Among the lines of the records, find all that carry the word "target" and copy them.

[Supplied entries]
#####
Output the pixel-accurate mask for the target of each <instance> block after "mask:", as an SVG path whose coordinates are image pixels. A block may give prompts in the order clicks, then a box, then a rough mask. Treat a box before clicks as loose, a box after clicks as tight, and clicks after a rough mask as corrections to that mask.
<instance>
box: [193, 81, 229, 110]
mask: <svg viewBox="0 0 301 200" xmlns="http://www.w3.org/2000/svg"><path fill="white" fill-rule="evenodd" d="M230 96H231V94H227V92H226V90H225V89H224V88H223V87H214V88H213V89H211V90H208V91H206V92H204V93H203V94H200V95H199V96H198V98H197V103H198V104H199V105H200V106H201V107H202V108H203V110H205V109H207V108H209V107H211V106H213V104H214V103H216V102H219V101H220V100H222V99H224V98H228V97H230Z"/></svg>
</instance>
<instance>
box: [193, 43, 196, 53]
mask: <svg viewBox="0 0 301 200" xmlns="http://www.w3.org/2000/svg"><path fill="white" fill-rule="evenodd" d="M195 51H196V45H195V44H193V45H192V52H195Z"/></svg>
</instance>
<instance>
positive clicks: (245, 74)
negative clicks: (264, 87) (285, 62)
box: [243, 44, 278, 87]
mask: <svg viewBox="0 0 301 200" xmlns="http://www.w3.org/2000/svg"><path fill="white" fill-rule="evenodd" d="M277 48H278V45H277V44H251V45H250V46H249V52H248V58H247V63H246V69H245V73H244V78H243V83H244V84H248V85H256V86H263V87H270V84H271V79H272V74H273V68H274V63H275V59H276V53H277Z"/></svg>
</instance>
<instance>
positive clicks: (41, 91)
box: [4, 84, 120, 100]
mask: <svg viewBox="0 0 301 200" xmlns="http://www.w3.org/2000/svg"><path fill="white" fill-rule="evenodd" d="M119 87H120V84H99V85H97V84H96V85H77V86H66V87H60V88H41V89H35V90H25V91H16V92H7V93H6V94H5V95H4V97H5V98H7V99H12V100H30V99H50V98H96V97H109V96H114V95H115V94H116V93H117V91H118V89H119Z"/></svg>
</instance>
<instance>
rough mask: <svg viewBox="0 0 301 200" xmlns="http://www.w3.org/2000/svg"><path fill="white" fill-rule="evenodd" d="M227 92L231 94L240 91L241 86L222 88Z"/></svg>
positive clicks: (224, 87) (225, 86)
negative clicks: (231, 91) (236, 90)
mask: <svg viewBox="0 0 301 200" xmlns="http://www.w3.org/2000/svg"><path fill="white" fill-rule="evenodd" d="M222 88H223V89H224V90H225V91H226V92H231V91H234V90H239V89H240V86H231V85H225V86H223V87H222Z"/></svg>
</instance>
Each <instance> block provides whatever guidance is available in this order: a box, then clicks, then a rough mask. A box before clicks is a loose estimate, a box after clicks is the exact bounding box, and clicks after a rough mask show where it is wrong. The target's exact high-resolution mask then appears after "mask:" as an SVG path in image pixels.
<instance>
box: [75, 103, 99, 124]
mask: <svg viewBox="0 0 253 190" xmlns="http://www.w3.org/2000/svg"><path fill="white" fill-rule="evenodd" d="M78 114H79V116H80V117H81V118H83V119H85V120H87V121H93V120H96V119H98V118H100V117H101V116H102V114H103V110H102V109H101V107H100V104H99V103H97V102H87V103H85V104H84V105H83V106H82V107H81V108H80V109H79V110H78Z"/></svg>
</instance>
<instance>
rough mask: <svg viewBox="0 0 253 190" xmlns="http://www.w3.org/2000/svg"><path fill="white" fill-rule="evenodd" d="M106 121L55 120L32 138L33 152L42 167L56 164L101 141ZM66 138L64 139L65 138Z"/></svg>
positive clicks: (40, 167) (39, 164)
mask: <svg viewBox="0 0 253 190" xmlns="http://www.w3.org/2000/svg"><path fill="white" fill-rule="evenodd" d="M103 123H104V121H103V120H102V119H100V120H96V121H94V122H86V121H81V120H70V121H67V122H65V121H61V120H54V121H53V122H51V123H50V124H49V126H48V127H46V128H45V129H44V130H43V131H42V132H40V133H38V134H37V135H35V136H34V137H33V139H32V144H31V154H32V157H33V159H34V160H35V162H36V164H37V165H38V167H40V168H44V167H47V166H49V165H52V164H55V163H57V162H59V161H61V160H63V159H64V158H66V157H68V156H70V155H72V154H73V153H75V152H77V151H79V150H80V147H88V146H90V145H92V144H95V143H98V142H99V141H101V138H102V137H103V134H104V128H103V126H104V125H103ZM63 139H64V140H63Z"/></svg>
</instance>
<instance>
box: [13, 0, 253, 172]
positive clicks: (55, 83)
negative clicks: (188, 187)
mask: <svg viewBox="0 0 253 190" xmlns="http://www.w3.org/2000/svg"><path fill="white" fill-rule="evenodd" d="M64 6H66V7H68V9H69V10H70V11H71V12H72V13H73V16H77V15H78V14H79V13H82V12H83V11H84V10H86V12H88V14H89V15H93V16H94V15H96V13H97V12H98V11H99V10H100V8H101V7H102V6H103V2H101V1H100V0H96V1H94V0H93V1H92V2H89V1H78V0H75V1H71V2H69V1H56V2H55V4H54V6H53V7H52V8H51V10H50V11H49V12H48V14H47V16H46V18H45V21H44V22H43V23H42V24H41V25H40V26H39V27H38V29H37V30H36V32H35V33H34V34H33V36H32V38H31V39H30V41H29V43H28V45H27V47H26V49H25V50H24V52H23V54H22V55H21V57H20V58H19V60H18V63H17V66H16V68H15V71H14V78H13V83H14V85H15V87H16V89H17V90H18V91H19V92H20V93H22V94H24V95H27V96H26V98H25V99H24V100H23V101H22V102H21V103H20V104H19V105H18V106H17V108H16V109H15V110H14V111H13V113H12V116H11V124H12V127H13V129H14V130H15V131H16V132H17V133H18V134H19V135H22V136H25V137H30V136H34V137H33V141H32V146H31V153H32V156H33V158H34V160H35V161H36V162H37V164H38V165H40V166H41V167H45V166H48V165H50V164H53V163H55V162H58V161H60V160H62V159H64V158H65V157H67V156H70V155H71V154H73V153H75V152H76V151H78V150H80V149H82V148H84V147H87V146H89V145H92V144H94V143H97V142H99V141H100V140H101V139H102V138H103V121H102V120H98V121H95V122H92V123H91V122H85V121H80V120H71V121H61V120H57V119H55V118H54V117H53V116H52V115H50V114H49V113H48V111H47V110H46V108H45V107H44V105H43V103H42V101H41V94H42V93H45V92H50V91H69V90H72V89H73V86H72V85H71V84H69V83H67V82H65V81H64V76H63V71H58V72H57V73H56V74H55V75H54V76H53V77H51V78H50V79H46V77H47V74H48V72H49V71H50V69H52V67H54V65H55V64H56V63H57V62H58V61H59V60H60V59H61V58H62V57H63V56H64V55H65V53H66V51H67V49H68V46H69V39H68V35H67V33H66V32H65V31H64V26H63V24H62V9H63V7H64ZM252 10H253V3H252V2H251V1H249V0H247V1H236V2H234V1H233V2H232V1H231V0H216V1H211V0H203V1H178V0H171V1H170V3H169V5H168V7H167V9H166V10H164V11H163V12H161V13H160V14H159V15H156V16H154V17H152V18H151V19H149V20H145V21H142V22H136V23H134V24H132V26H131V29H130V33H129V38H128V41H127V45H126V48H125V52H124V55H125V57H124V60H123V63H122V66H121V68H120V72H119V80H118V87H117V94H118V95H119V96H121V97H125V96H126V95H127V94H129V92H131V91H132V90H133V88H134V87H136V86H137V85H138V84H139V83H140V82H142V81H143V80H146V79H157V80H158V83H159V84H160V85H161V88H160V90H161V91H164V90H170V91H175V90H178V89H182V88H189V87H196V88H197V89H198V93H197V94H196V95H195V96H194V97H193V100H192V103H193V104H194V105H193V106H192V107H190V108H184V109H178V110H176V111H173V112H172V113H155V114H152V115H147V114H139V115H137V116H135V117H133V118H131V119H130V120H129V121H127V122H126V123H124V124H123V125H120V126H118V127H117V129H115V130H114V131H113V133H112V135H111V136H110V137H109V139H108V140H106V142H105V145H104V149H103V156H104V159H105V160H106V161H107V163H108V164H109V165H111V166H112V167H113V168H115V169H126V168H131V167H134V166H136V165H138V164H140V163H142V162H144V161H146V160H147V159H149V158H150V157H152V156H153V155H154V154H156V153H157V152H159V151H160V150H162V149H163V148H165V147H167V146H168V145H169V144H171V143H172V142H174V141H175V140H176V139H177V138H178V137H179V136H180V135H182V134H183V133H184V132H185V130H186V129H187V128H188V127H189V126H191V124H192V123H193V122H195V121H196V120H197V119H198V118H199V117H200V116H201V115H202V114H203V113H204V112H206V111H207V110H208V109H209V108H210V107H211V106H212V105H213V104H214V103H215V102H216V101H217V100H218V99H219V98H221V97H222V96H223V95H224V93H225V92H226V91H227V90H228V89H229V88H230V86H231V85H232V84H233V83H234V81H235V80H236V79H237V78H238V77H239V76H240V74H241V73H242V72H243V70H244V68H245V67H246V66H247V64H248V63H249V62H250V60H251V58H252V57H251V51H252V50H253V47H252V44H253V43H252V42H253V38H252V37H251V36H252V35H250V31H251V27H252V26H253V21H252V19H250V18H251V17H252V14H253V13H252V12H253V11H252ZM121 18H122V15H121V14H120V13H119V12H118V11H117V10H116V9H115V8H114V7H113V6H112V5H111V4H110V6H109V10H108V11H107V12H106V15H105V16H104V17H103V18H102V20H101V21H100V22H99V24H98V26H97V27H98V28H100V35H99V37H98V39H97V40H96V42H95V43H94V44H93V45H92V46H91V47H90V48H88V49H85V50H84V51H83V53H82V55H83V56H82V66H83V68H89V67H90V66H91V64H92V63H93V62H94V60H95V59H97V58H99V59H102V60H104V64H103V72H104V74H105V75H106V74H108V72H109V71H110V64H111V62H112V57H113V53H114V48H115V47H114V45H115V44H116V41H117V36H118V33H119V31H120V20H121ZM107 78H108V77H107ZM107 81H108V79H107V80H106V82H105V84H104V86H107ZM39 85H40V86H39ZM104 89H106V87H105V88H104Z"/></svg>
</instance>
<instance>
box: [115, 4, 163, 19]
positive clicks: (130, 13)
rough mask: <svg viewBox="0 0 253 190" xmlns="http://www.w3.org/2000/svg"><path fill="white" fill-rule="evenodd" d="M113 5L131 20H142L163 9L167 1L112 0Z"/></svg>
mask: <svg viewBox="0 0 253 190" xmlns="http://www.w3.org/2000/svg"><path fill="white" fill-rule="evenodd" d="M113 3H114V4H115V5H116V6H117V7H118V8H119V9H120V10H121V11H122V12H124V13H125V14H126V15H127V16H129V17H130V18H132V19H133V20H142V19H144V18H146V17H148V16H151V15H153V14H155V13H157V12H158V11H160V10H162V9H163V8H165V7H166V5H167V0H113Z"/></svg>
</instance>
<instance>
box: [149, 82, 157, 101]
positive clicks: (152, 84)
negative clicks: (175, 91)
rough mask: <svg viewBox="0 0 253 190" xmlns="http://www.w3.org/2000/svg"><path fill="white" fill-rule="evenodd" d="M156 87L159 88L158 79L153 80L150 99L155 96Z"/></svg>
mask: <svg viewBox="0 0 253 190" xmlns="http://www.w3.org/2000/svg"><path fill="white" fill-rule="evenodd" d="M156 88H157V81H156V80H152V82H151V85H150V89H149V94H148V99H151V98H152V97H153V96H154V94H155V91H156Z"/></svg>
#####
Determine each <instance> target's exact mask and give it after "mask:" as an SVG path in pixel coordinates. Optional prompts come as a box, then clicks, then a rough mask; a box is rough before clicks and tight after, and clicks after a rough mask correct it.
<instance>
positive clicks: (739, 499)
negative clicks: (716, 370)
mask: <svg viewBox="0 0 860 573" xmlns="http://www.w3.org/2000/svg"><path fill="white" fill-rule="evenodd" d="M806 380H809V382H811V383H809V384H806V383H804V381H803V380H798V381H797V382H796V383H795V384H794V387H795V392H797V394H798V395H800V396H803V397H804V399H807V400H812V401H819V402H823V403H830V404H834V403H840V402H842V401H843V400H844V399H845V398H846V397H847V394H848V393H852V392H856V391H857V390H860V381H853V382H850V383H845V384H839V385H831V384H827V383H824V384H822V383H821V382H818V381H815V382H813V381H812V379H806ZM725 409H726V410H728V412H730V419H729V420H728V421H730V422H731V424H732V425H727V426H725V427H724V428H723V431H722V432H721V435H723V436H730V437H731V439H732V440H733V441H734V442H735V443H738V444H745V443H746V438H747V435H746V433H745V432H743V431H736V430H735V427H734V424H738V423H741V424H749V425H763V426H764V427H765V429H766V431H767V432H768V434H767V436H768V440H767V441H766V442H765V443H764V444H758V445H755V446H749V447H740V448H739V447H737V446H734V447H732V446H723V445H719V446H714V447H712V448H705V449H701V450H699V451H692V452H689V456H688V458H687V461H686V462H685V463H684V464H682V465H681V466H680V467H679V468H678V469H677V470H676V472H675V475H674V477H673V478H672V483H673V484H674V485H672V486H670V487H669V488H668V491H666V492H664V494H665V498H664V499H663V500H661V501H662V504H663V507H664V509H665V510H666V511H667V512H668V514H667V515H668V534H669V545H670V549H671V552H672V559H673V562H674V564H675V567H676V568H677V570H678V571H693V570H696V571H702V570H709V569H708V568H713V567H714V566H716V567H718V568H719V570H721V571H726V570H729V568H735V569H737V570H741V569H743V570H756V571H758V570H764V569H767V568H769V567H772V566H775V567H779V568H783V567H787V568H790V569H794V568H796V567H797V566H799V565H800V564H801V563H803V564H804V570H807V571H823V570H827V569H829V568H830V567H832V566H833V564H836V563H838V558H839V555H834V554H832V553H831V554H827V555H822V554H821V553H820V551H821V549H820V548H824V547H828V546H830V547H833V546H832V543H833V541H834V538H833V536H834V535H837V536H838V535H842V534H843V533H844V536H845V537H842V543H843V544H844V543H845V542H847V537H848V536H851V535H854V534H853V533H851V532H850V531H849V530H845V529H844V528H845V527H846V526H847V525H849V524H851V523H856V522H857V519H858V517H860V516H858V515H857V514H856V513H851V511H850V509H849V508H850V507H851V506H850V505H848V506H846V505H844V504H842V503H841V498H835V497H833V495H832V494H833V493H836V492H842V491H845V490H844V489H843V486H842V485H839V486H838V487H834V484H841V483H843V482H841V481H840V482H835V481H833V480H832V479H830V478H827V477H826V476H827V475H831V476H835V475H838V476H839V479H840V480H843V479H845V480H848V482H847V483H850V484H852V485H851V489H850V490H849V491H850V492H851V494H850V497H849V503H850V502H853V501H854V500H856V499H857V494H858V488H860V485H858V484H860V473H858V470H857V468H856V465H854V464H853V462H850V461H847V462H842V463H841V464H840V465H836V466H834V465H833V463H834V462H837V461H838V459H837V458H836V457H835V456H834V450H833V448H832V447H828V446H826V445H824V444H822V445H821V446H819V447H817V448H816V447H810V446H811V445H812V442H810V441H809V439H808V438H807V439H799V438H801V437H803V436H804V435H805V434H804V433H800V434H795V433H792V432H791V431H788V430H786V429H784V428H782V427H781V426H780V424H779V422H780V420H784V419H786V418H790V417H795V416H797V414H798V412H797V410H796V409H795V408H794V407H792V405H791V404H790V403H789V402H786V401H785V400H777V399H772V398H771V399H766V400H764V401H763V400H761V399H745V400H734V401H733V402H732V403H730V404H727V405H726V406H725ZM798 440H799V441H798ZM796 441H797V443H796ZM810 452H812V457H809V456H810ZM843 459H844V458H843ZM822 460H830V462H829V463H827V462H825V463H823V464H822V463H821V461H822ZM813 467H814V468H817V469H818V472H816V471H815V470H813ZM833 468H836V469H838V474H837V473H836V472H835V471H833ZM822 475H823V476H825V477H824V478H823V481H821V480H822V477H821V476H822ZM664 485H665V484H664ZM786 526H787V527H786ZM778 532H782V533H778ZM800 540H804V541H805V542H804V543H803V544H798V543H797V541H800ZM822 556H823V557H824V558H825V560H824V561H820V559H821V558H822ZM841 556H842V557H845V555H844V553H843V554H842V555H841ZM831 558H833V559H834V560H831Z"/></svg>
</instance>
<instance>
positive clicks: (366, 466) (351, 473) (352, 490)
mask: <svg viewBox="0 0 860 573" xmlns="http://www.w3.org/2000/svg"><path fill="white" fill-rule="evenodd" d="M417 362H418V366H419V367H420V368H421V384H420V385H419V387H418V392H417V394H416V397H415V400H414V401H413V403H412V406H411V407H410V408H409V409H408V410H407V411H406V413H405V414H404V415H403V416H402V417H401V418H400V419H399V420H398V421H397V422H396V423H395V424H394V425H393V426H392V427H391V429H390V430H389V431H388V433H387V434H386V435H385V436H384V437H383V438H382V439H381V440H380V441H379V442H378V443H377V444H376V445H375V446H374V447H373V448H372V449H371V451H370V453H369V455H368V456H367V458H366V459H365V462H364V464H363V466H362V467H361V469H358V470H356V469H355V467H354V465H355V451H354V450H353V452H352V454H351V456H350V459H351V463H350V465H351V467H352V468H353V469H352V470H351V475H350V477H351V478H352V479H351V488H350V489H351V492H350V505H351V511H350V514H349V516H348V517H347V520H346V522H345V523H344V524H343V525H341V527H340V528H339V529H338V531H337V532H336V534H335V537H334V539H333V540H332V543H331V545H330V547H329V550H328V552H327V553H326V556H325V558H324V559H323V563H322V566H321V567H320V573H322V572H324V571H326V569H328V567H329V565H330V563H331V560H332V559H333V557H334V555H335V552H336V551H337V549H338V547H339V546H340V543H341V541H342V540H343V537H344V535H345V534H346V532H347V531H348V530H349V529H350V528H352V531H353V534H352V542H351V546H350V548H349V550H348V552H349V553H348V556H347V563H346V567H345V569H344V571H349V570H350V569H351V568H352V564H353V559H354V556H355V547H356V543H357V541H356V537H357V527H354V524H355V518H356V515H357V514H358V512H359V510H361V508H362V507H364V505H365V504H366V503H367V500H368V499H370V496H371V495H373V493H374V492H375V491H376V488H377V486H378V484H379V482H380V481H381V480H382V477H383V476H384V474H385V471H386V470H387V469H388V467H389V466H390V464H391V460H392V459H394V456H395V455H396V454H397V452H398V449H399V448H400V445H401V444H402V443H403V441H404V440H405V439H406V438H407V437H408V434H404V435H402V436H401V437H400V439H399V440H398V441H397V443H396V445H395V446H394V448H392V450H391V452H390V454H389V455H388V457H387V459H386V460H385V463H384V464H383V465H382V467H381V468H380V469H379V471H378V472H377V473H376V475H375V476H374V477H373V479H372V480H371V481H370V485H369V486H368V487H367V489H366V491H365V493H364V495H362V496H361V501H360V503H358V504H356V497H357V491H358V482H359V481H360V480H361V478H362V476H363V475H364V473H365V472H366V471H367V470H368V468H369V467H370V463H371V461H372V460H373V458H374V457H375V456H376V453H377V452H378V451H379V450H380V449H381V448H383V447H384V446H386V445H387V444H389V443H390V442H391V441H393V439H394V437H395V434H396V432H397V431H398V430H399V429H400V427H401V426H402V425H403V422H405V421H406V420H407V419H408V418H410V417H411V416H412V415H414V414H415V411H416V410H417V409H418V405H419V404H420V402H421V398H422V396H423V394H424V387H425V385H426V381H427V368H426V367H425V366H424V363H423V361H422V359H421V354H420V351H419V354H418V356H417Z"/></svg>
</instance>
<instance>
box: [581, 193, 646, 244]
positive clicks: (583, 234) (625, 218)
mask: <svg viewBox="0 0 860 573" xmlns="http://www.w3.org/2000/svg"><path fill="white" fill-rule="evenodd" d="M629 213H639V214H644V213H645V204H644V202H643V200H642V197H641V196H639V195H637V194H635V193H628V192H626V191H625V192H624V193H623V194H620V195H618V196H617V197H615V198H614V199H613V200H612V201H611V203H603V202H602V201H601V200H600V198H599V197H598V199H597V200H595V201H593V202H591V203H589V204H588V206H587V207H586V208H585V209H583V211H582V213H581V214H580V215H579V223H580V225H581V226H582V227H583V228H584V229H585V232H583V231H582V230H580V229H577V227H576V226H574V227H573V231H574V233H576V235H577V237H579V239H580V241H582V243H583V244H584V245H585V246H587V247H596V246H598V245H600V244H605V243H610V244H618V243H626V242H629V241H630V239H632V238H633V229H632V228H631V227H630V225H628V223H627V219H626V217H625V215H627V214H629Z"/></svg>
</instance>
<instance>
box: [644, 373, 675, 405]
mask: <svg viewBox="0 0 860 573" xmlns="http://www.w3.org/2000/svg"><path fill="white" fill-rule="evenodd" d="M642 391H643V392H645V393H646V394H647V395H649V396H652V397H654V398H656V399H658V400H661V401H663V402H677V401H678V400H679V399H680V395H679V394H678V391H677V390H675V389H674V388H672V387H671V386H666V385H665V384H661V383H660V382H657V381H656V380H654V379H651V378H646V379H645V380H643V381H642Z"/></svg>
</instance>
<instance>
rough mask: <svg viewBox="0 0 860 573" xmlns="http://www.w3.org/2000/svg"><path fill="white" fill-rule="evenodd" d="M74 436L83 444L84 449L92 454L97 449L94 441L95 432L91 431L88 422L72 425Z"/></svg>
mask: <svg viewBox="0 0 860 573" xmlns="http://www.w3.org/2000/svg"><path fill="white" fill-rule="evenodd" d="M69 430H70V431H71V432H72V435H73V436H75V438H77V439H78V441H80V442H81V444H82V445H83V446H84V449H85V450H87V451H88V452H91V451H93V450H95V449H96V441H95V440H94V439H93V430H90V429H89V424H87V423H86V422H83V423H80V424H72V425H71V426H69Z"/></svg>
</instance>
#####
[The answer]
Output the pixel-accurate mask for the target of each <instance> block after "mask:", as an SVG path whose coordinates are image pixels. A block may give prompts in the order clicks, then a box, then a rough mask. Treat a box before clicks as loose, a box after clicks as tight, and clicks after a rough mask as corrections to that mask.
Each <instance> block provides whatever guidance is available in this order: a box, then clicks, then a rough mask. A box before clicks is a loose estimate, a box after clicks is the exact bounding box, and clicks after a rough mask show where it is wrong. The target's exact high-resolution mask then appears after "mask:" as an SVG path in image pixels.
Determine each <instance> target's exact mask and give it after "mask:" as an SVG path in pixel coordinates. Optional prompts come as a box, then clicks, then a rough mask; a box is rough before clicks and tight after, and clicks after a rough mask correct it.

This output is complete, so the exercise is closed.